Input for this task |
= = = = =

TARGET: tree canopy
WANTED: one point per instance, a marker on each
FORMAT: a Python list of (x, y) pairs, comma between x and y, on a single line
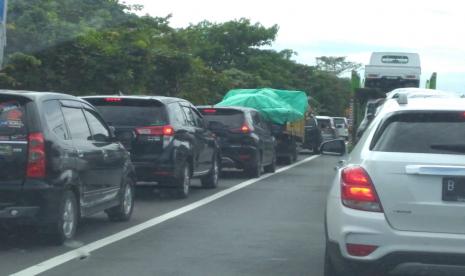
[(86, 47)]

= = = = =

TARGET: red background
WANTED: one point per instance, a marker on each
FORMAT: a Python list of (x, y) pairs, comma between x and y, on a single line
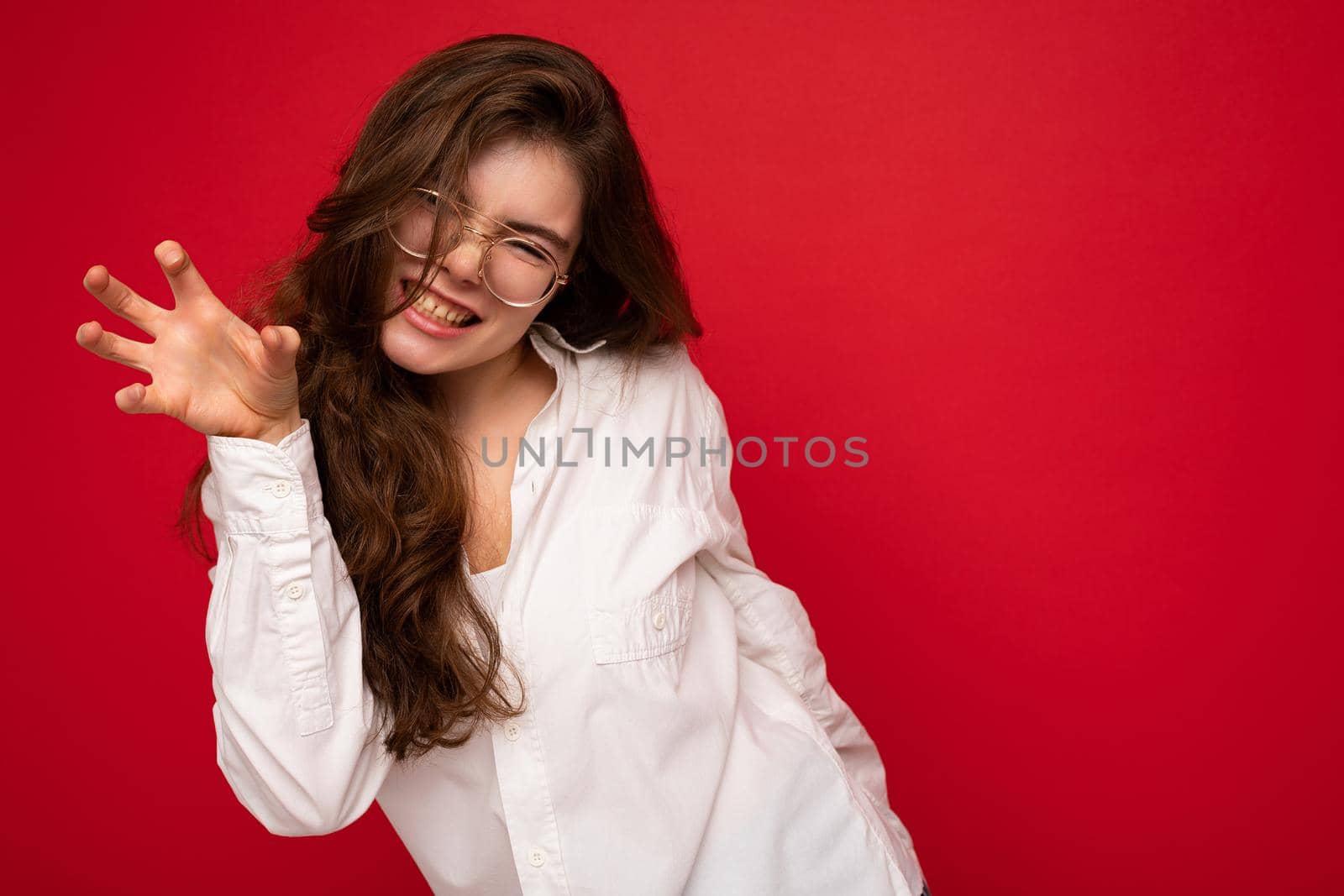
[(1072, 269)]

= = = = =

Exercise brief |
Write out, word for word, the rows beginning with the line that contains "TARGET: red background" and stopping after the line that contains "[(1072, 269)]". Leave the picture out of your answer.

Result of this exercise |
TARGET: red background
WANTED: one point per instance, a marker on each
FORMAT: a Python list of (x, y) pairs, comma between x and y, on a single line
[(1072, 269)]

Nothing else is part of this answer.